■ Stored rows
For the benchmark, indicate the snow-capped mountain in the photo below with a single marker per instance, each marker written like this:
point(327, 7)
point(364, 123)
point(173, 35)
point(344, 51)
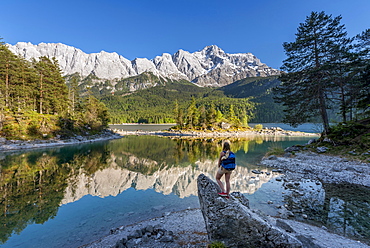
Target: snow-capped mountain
point(208, 67)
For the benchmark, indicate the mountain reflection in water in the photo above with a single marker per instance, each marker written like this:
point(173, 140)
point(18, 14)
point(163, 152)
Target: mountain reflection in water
point(36, 186)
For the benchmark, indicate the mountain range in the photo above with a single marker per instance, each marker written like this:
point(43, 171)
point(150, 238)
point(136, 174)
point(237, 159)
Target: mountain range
point(210, 67)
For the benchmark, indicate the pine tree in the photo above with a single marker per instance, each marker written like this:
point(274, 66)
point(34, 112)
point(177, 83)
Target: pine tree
point(52, 91)
point(306, 86)
point(362, 72)
point(192, 114)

■ Set problem
Render the stretch of records above, from the line containing "For the benchmark, indicate the mountain reflection" through the end of the records, as a Markdown table. Use two columns, Row and Line: number each line in Row, put its text in Line, and leave out any blank lines.

■ Exercise answer
| Row | Line |
|---|---|
| 1 | For the benchmark, indicate the mountain reflection in water in the photo above with a single marker per instance, each marker written like this: |
| 2 | point(173, 140) |
| 3 | point(18, 14) |
| 4 | point(163, 152) |
| 5 | Target: mountain reflection in water |
| 6 | point(36, 186) |
| 7 | For the benchmark, indicate the mountain range in the photo above with a single marker per instance, each marker written like this: |
| 8 | point(43, 171) |
| 9 | point(150, 238) |
| 10 | point(136, 174) |
| 11 | point(237, 159) |
| 12 | Target: mountain range |
| 13 | point(210, 67) |
| 14 | For the benchmark, indicate the pine tree in the photo above with a single marker per instance, each marker written like this: |
| 15 | point(274, 66) |
| 16 | point(34, 112) |
| 17 | point(177, 83) |
| 18 | Target: pine tree |
| 19 | point(52, 91) |
| 20 | point(306, 86) |
| 21 | point(362, 72) |
| 22 | point(192, 114) |